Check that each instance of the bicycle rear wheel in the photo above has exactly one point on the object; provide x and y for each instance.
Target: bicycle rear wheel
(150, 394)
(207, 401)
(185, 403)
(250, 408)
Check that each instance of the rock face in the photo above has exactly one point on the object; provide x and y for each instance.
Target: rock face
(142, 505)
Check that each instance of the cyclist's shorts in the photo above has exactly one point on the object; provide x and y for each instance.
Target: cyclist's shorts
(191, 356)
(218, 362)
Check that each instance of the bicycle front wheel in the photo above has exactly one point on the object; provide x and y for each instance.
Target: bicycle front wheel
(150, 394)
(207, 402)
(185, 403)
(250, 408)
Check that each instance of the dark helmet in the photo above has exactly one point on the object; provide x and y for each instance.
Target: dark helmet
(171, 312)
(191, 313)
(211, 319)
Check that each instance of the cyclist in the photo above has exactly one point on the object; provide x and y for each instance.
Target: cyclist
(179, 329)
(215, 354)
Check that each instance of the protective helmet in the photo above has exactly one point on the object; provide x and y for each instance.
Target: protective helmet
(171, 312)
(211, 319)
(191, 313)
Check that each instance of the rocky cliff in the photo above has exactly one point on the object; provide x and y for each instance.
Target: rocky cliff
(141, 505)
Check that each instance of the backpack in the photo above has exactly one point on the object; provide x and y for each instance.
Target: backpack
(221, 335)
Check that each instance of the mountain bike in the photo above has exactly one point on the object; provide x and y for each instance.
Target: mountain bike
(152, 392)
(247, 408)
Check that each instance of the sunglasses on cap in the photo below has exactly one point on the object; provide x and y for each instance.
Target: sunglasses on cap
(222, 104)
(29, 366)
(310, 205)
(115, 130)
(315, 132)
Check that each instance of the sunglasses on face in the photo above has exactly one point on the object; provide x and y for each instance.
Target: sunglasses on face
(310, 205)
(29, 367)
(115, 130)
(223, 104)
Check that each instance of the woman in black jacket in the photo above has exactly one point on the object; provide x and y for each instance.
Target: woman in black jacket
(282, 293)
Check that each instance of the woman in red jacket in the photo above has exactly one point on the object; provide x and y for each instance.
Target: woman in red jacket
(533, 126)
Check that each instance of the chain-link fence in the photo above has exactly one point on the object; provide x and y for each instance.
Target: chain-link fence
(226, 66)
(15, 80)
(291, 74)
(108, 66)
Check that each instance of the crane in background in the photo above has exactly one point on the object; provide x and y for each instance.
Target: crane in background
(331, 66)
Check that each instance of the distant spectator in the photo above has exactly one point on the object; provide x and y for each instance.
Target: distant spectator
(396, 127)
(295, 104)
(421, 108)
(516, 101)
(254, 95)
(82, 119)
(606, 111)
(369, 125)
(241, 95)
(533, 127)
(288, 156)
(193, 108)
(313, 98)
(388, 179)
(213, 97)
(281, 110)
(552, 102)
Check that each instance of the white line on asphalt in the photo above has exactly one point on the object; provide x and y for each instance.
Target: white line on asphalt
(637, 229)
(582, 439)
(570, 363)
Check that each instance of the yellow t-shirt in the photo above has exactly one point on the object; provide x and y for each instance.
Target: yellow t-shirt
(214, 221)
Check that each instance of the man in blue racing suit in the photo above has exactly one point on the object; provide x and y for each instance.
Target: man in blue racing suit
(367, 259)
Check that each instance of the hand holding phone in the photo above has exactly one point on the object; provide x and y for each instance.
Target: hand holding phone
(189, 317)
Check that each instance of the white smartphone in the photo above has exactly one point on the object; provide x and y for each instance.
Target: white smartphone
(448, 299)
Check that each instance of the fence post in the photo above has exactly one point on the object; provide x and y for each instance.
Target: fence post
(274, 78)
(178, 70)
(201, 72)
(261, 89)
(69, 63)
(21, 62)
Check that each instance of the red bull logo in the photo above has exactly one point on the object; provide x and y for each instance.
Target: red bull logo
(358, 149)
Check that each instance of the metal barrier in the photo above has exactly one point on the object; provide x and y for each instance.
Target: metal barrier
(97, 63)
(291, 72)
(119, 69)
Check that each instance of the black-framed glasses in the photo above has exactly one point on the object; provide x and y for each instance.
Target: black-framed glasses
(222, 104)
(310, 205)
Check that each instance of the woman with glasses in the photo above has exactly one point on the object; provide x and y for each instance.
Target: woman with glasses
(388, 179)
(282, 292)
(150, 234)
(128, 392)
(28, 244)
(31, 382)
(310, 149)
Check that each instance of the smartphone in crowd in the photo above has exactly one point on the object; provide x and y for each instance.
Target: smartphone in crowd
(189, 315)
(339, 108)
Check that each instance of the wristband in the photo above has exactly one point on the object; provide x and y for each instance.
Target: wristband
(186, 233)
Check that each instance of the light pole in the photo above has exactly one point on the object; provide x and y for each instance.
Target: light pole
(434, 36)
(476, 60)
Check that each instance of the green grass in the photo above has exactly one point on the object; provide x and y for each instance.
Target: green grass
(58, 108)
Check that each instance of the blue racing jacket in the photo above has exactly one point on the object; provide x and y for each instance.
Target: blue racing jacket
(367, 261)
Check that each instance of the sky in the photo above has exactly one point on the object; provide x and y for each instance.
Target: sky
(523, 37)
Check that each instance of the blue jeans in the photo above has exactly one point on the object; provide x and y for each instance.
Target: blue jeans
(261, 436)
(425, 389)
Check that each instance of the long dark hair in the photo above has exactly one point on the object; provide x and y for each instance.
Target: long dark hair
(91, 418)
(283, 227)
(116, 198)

> **THE PROBLEM**:
Your reply must reproduce all records above exactly.

> **EXERCISE RESULT**:
Check that each instance of the bicycle rear wheel in the photo above has exactly one point on the object; provide x and y for each instance.
Target: bicycle rear wheel
(150, 394)
(207, 401)
(185, 403)
(250, 408)
Check that each instance of the rock face in the photo above has exactly one point on the object; provide x and y for each instance.
Target: rock face
(142, 505)
Check that each instance of the cyclist's shorts in the photo above has exactly one point on the object; provide x and y for each instance.
Target: cyclist's shorts
(191, 356)
(218, 362)
Check that each instance of the bicycle front wheel in the photo above has exactly one point on the object; provide x and y for each instance.
Target: bicycle front wheel
(150, 394)
(207, 402)
(185, 403)
(250, 408)
Check that each instance of the dark helmet in the photo above has exactly one point on the object; provide x and y for each instance.
Target: dark helmet
(171, 312)
(191, 313)
(211, 319)
Check that each instance of the cyclist in the photo above has exactly one point on the object; provide x and y for each instance.
Target: cyclist
(179, 329)
(215, 354)
Check that each instance of the protective helmet in the photo above has exactly one point on the object; provide x and y for each instance.
Target: protective helmet
(171, 312)
(211, 319)
(191, 313)
Check that each instance of the rocky cliff in the photo above has exactly one point on the object; provide x and y for each instance.
Target: rocky cliff
(141, 505)
Check that each instance of the backpack in the photo above has exactly one point on the object; provide x and y for each instance.
Target: backpack
(221, 335)
Check that each instance of the mountain bike in the photo above has exactly one point on the object; provide x and y for each instance.
Target: mountain bike
(152, 392)
(247, 408)
Check that each instance of the sunglasses on cap in the photo below has exactly one point on the object; provide x and y for each instance.
Target: sunglasses on cap
(222, 104)
(29, 366)
(310, 205)
(115, 130)
(315, 132)
Check that each instance of the sunglasses on face in the photo above has exactly one point on the object; provide x and y for each instance.
Target: sunglasses on face
(310, 205)
(29, 367)
(115, 130)
(223, 104)
Check that each instance of the woman in black jacket in the photo above has exactly one point on the object; provide x and y for each instance.
Target: woman in black jacket
(282, 293)
Check that each instance of the woman in red jacket in the photo above has exactly one point on the object; provide x and y for each instance.
Target: woman in red jacket
(533, 126)
Check that each instance of the chain-link fence in the photo above has exactly one point on the object; provide x and y for each instance.
Target: chain-link fence
(226, 66)
(15, 80)
(291, 74)
(108, 66)
Check that each instance of the crane in background in the photo above has exactly one point on the object; provide x and y for each instance.
Target: crane in background
(331, 66)
Check that each instance of the distant spectator in the photo above has exactly one point on the object; provide x and y for each instance.
Target: distant spectator
(396, 127)
(295, 104)
(421, 108)
(516, 101)
(254, 95)
(82, 119)
(606, 111)
(369, 125)
(241, 95)
(533, 127)
(288, 156)
(193, 108)
(313, 98)
(388, 179)
(213, 97)
(281, 110)
(552, 102)
Check that each instance of the white line on asphalt in the photo above has exactly one point on the object; provide x and y for each instance.
Target: white line on asphalt
(637, 229)
(582, 439)
(570, 363)
Check that each instance of the yellow t-shirt in the photo above has exactly one point on the object; provide x and y for each instance.
Target: yellow t-shirt
(214, 221)
Check that each instance of the man in blue racing suit in the photo above has exactly one point on the object; provide x and y for each instance.
Target: man in blue racing suit
(367, 259)
Check that each instance of the hand holding phone in the photo above has exactly one point on the object; provide x and y for each instance.
Target: hand holding phone
(189, 317)
Check that each instance of the white smartphone in the photo above has exactly one point on the object; provide x and y for each instance.
Target: white smartphone
(448, 299)
Check that each instance of the fence post in the photo above has exactly one point on the object; provide x and y for each instance.
Target: fence post
(274, 78)
(178, 70)
(201, 72)
(261, 89)
(69, 63)
(21, 62)
Check that each instance of the red bull logo in the photo above has exactly one point on the object; provide x and y for each instance.
Target: red bull logo
(358, 149)
Check that each instance of the metal barrier in the photo above has exactly one point on the object; provide x and y for each instance.
Target: metal barrier
(97, 63)
(291, 72)
(119, 69)
Check that each instance of the black-framed glasses in the photo above has exactly one point on the object; provide x and y for each instance.
Target: black-framed glasses
(222, 104)
(310, 205)
Check that each instance of the woman with glasses in the photo above has exactly one point on the object; provide x and y for each instance.
Target: woman with glasses
(388, 179)
(282, 292)
(150, 234)
(128, 392)
(28, 244)
(31, 382)
(310, 149)
Check that each instance of the smartphone in crowd in the photo above has exactly one point on the object; provide x and y for each instance.
Target: smartphone in crowd
(189, 315)
(339, 108)
Check that each instance of the wristband in the photo above has exactly one point on the object; provide x and y for each instance.
Target: wristband
(186, 233)
Check that each instance of the light pole in the photo above has exactly one point on the object; provide x and y for each instance.
Target: light pole
(434, 36)
(476, 60)
Check that each instance of the green grass in the photo above has exactly one point on the object; provide x and y for each instance.
Target: green grass
(58, 108)
Check that each instance of the blue racing jacket in the photo above has exactly one point on the object; provide x and y for each instance.
Target: blue racing jacket
(367, 261)
Check that each instance of the sky in the photo above has exactly one point on the object; provide x and y for each instance.
Target: sky
(523, 37)
Check that each instance of the blue jeans in the photo above has exactly one point on the object; provide x and y for each instance.
Target: blue jeans
(261, 436)
(425, 389)
Check that each instance of the long dark hair in the photo above has exactly one point on the object; provide x and y for each instance.
Target: long dark hair
(91, 418)
(283, 227)
(116, 198)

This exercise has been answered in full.